Aufgabenstellung |
- 1) Wie viel Prozent der Menschheit sind laut dem Text über Kapitalismus und Migration momentan auf der Flucht?
- 2) Führen Sie den Text über Kapitalismus, Krise und Migration im Anschluss an seinen letzten Satz weiter.

Dokument |
###

Thesen zu Kapitalismus, Krise und Migration

Im Folgenden handelt es sich um den Einleitungstext zu einer Veranstaltung von USP-Antirazzista im Centro Sociale am 7. Juni 2012. Die Veranstaltung fand im Rahmen einer Veranstaltungsreihe zur Krise des Kapitalismus und ihrer ideologischen Verarbeitung statt.
Der Text ist eher als eine oberflächliche Annäherung an die Thematik zu verstehen und dementsprechend sehr lückenhaft.

Zusammenhänge zwischen Kapitalismus und Migration

Auch wenn Migration durchaus so etwas wie eine anthropologische Konstante ist, also zum „Wesen des Menschen“ gehört und immer stattfand, so hat die Migrationsdynamik im modernen (Krisen-)Kapitalismus eine neue Dimension erreicht. Die Migrationsursachen sind nicht mehr hauptsächlich in Widrigkeiten der „ersten (ökologischen) Natur“zu suchen, sondern vielmehr in der zerstörerischen Dynamik der kapitalistisch geprägten „zweiten (gesellschaftlichen) Natur“.
Massenhaft werden Menschen aus traditionellen Zusammenhängen gerissen und ihre Lebensgrundlagen zerstört. Hinzu kommt, dass große Teile der Welt im kapitalistischen Sinne unbrauchbar sind und die dort lebenden Menschen zu „Überflüssigen“ degradiert werden.
Im Zuge der kapitalistischen Globalisierung und des Weltmarktterrors sind momentan ca. 10 Prozent der Menschheit auf der Flucht und viele Fluchtursachen wie Krieg, Umweltzerstörung und Armut sind in direktem Zusammenhang mit dem globalisierten Kapitalismus zu sehen.

Was ist Kapitalismus?

An dieser Stelle kann keine ausgefeilte Kapitalismuskritik geliefert werden, sondern es geht lediglich darum die elementarsten Gesetzmäßigkeiten des Kapitalismus kurz darzustellen.
Es geht im Kapitalismus nicht darum, durch die Produktion von Lebensmitteln und sinnvollen Dingen, die Bedürfnisse Aller zu befriedigen, sondern lediglich darum Profite zu erwirtschaften. Die Bedürfnisbefriedigung ist der selbstzweckhaften Verwertung des Werts lediglich nachgelagert. Aus Geld muss, über die Warenproduktion, mehr Geld gemacht werden (G-W-G‘). Die Quelle dieser Wertsteigerung ist die abstrakte Arbeit durch die jene Waren produziert werden.

###

Bereitgestellte Daten |
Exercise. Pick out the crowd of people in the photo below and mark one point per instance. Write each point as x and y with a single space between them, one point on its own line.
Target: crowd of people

###

Antworten |
- 1) Ca. 10 Prozent.

- 2)
Dieses bornierte Prinzip gewann im Laufe der kapitalistischen Entwicklung immer mehr an Dominanz und ist mittlerweile, in unterschiedlichsten Formen, in allen Bereichen der Erde und in allen Milieus, Kulturen, etc. wirksam.
Natürlich lässt sich nicht alles unter diesen Mechanismus subsumieren und es gibt Bereiche die nicht im Wert aufgehen können und davon abgespalten sind. Diese abgespaltenen Bereiche sind jedoch nur die Schattenseite der Wertvergesellschaftung und für die Funktionalität des Systems unabdingbar (bspw. Hausarbeit, Kindererziehung, Pflege, etc.).
Dieser Prozess der „negativen Vergesellschaftung“ über die Wertverwertung ist den Menschen in der Regel nicht bewusst und sie nehmen die daraus resultierende Gesellschaftsform als etwas ganz natürliches wahr. Das kapitalistische System mit all seinen Formen und Abläufen ist ihnen in Fleisch und Blut übergegangen und zur „Zweiten Natur“ geworden. Sie machen ihre Gesellschaft also nicht selbst (bewusste Vergesellschaftung), sondern werden von einer Dynamik getrieben, die ihnen unbewusst bleibt. In der kapitalistischen Moderne ist jede Gesellschaftlichkeit von der negativen Totalität des Werts durchzogen.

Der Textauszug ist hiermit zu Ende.